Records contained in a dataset
>>>
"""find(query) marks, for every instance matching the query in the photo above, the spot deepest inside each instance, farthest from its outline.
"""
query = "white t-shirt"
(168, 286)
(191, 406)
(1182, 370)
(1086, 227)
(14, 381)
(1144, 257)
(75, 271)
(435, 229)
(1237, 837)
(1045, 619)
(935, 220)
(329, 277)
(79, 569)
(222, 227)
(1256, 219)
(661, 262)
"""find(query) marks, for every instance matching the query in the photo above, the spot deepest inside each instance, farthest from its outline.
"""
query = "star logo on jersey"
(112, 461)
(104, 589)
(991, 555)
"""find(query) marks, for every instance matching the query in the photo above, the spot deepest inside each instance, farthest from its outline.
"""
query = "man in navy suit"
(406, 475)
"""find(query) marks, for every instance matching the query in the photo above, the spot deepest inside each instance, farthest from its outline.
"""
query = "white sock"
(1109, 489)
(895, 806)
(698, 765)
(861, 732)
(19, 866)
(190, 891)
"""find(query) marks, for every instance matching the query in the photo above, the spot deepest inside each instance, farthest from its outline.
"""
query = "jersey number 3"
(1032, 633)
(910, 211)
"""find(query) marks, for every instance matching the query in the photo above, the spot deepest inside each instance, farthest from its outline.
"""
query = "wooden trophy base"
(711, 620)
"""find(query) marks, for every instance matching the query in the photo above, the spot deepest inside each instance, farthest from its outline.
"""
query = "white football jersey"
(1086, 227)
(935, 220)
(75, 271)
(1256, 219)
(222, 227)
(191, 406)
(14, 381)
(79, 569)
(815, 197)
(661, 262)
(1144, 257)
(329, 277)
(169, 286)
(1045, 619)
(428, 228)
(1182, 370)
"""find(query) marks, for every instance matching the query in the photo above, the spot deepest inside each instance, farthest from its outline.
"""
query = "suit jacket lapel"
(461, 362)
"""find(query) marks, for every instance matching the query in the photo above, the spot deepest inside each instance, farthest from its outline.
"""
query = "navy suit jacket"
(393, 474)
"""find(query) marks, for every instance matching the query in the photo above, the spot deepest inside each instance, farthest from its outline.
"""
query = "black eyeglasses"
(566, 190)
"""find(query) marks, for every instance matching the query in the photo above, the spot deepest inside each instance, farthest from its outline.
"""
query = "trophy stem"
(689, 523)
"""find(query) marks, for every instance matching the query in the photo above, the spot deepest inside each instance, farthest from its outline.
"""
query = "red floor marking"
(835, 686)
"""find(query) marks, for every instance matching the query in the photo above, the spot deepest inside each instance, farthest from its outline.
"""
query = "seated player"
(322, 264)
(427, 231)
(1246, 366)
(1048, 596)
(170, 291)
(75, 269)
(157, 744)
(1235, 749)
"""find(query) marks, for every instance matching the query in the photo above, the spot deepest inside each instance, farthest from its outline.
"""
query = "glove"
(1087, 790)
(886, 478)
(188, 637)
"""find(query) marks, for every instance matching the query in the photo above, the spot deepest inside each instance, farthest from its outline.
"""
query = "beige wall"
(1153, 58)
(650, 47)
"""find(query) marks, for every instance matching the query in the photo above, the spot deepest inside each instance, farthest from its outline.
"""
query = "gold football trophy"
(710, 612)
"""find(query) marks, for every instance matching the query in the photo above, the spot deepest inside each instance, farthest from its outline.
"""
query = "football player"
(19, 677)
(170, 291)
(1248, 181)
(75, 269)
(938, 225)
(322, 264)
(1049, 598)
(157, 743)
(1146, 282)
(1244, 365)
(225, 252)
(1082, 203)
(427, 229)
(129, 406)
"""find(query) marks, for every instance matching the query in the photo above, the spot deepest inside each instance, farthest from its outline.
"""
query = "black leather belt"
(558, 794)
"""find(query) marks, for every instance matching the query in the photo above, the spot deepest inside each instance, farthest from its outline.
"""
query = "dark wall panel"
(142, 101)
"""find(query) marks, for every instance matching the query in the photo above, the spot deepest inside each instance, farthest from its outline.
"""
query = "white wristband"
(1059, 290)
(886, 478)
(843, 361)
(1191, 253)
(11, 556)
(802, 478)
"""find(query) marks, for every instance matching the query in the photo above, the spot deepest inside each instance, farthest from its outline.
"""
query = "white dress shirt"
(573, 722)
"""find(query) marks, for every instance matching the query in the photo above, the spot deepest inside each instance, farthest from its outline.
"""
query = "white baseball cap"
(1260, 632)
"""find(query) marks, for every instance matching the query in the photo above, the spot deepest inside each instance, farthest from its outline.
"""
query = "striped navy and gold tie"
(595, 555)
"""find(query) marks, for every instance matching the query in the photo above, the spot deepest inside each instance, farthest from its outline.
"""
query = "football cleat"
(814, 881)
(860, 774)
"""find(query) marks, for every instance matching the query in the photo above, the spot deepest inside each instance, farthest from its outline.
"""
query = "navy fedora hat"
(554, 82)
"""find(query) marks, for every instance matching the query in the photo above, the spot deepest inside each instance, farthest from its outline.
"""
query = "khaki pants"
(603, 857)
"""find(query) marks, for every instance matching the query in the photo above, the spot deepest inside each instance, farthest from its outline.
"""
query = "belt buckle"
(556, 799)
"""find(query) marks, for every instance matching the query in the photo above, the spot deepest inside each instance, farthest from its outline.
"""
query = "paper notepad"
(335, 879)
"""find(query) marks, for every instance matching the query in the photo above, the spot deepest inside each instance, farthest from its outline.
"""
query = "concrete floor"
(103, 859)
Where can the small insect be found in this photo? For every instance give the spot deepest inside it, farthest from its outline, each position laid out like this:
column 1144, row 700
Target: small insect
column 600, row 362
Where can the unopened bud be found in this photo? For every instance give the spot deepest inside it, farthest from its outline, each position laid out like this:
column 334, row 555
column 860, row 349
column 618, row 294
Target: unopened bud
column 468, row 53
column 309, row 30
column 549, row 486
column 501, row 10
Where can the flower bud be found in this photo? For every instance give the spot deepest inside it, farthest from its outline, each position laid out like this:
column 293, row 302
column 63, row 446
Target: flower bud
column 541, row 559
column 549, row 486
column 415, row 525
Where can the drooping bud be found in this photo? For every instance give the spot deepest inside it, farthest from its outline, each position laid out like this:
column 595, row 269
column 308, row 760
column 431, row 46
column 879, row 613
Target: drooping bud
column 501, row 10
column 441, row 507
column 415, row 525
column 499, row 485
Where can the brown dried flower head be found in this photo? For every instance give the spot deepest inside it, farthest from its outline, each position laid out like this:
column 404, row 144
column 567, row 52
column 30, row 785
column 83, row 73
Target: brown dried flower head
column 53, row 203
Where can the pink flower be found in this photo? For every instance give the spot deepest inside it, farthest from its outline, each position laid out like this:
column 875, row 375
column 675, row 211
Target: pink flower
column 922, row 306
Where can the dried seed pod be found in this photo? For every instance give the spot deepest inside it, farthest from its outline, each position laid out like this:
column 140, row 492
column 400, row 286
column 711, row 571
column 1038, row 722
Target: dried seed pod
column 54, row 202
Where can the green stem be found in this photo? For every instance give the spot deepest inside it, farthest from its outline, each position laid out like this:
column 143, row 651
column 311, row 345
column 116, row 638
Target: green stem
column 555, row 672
<<<
→ Instructions to follow
Print the whole listing again, exactly.

→ Answer
"""find(query) marks, for every instance matching the query in the photo above, the spot deepest inside each instance, farthest from its outline.
"""
query = "white t-shirt"
(168, 286)
(191, 406)
(1182, 370)
(1086, 227)
(14, 381)
(1144, 257)
(75, 271)
(435, 229)
(1237, 837)
(1045, 619)
(935, 220)
(329, 277)
(79, 569)
(222, 227)
(1256, 219)
(661, 262)
"""find(query) marks, for every instance matching the query in the photo above, the spot deepest inside each instance, farthest from its outline.
"""
query = "star logo on jersey"
(112, 461)
(104, 589)
(991, 555)
"""find(query) marks, for every instance matching the query in the photo above, the spot deepest inside each instance, farthest from its outline.
"""
query = "man in navy suit"
(406, 475)
"""find(query) marks, for every instance matching the query in the photo above, the spot deepest inside each instance, farthest from its outline.
"""
query = "white sock"
(1109, 489)
(895, 806)
(698, 765)
(861, 732)
(19, 866)
(190, 891)
"""find(query) marks, for every instance matching the query in the photo above, the spot deepest inside each instance, farthest from its outline.
"""
query = "jersey number 3"
(1032, 633)
(910, 211)
"""find(query) marks, for every instance matching the query in the photo above, the spot deepest inside each instance, farthest from its outline.
"""
query = "wooden trophy base"
(711, 620)
"""find(query) marks, for every instance matching the query in the photo above, the spot deepest inside each instance, farthest from its outline.
"""
query = "white football jersey"
(1086, 227)
(935, 220)
(75, 271)
(1256, 219)
(222, 227)
(191, 406)
(14, 381)
(79, 569)
(815, 197)
(661, 262)
(1144, 257)
(329, 277)
(169, 286)
(1045, 619)
(428, 228)
(1182, 370)
"""find(query) marks, for every instance matching the query in the photo above, the spot deepest inside each instance, farthest from its outline.
"""
query = "suit jacket lapel"
(461, 362)
"""find(query) marks, for every instance matching the query in the photo above, the spot deepest inside each instance, farthest from its outline.
"""
query = "navy suit jacket"
(393, 474)
"""find(query) marks, for every instance matching the query in the photo above, the spot deepest inside each instance, farthest from its outline.
"""
query = "black eyeglasses"
(566, 190)
"""find(query) marks, for every instance matching the query in the photo above, the spot deepest inside each instance, farthest from its outline.
"""
query = "trophy stem"
(689, 523)
"""find(query) marks, for every instance matching the query in the photo above, the spot deepest inside each instance, farthest from its outline.
"""
query = "red floor marking"
(835, 686)
"""find(query) marks, for every instance matching the query in the photo above, the spot deepest inside each instance, farthest from its outline.
"""
query = "seated player"
(322, 264)
(427, 231)
(1246, 366)
(1048, 596)
(170, 291)
(75, 269)
(157, 744)
(1235, 749)
"""find(query) marks, for every instance matching the query in the photo above, the spot deepest inside each instance, farthest from its outline.
"""
query = "glove"
(1087, 790)
(886, 478)
(188, 637)
"""find(query) marks, for every instance matching the query in the photo above, the spot deepest inside each instance, farthest from its outline.
"""
query = "beige wall"
(1153, 58)
(650, 47)
"""find(query) marks, for every instance matching the query in the photo above, the spot deepest inside each instance, farthest from its outline.
"""
query = "gold football trophy"
(710, 612)
"""find(query) marks, for every instance matching the query in the photo above, the spot deepest inside each instance, farthest from its outline.
"""
query = "football player"
(19, 677)
(170, 291)
(1248, 181)
(75, 269)
(938, 225)
(322, 264)
(1049, 598)
(157, 743)
(1146, 282)
(1244, 365)
(225, 252)
(1082, 203)
(427, 229)
(129, 406)
"""find(query) marks, for every instance matching the query in the photo above, the spot deepest inside each instance, farthest from its outline.
"""
query = "black leather belt"
(558, 794)
"""find(query) marks, for every instance matching the query in the photo above, the spot deepest inside each instance, farthest from its outline.
"""
query = "dark wall panel"
(142, 101)
"""find(query) marks, for every instance matching the query in the photo above, the spot deepest inside each instance, farthest from its outline.
"""
query = "white wristband"
(1059, 290)
(886, 478)
(843, 361)
(1191, 253)
(11, 556)
(802, 478)
"""find(query) marks, for every instance matching the query in the photo above, the spot deepest inside each instance, farthest from its outline.
"""
query = "white dress shirt"
(573, 722)
"""find(query) marks, for every instance matching the query in the photo above, the spot deepest inside each instance, farthest from its outline.
"""
query = "white baseball cap"
(1260, 632)
"""find(query) marks, for every instance matching the query in the photo above, the spot deepest inside each instance, farthest from its outline.
"""
query = "striped navy and gold tie"
(595, 555)
"""find(query) marks, for every instance matching the query in the photo above, the spot deepest inside each instance, farthest from its outline.
"""
query = "football cleat"
(814, 881)
(860, 774)
"""find(query) marks, for every instance matching the query in the photo above, the spot deepest inside each instance, farthest from its outline.
"""
query = "navy fedora hat"
(554, 82)
"""find(query) marks, for every instance matching the query in the photo above, the spot deepest inside each instance, farthest from its outline.
"""
query = "khaki pants"
(603, 857)
"""find(query) marks, for every instance matching the query in the photo above, the spot deepest inside each instance, farthest from its outline.
"""
query = "belt buckle"
(556, 799)
"""find(query) marks, for every instance matching the query in the photo above, the spot deepest inside each instance, farthest from its outline.
"""
query = "paper notepad"
(335, 879)
"""find(query) marks, for every instance matching the query in the photo above, the spot deepest inside each instance, farthest from its outline.
"""
query = "concrete floor"
(103, 859)
Where can the small insect be found in this photo? For every instance give the spot deepest inside it, farthest from its outline, each position laid out like this:
column 1144, row 700
Target: small insect
column 600, row 362
Where can the unopened bud be found in this photo? For every instance give the spot deepest inside it, farthest from its outline, each position laid out like this:
column 334, row 555
column 860, row 349
column 618, row 294
Target: unopened bud
column 468, row 53
column 309, row 30
column 549, row 486
column 501, row 10
Where can the flower bud be found in this photo? For every instance give the spot deepest inside it, farthest from its outline, each position laid out like this:
column 293, row 302
column 63, row 446
Target: flower bud
column 541, row 559
column 549, row 486
column 415, row 525
Where can the drooping bud be found in this photo? For every instance give the spot deepest inside it, farthest from its outline, each position laid out like this:
column 595, row 269
column 308, row 760
column 431, row 46
column 879, row 613
Target: drooping bud
column 501, row 10
column 441, row 507
column 415, row 525
column 499, row 485
Where can the brown dried flower head be found in this photo? For every instance give the spot deepest inside it, farthest from its outline, each position laid out like this:
column 404, row 144
column 567, row 52
column 30, row 785
column 83, row 73
Target: brown dried flower head
column 53, row 203
Where can the pink flower be found in this photo? For every instance give the spot deepest inside it, farthest from its outline, each position laid out like this:
column 875, row 375
column 675, row 211
Target: pink flower
column 922, row 306
Where can the dried seed pod be found in this photo? For every instance give the spot deepest inside it, farthest from its outline, each position laid out like this:
column 140, row 492
column 400, row 286
column 711, row 571
column 1038, row 722
Target: dried seed pod
column 54, row 202
Where can the green stem be found in this photo? For every instance give the spot deepest inside it, farthest from its outline, each position laid out like this:
column 143, row 651
column 311, row 345
column 116, row 638
Target: green stem
column 555, row 672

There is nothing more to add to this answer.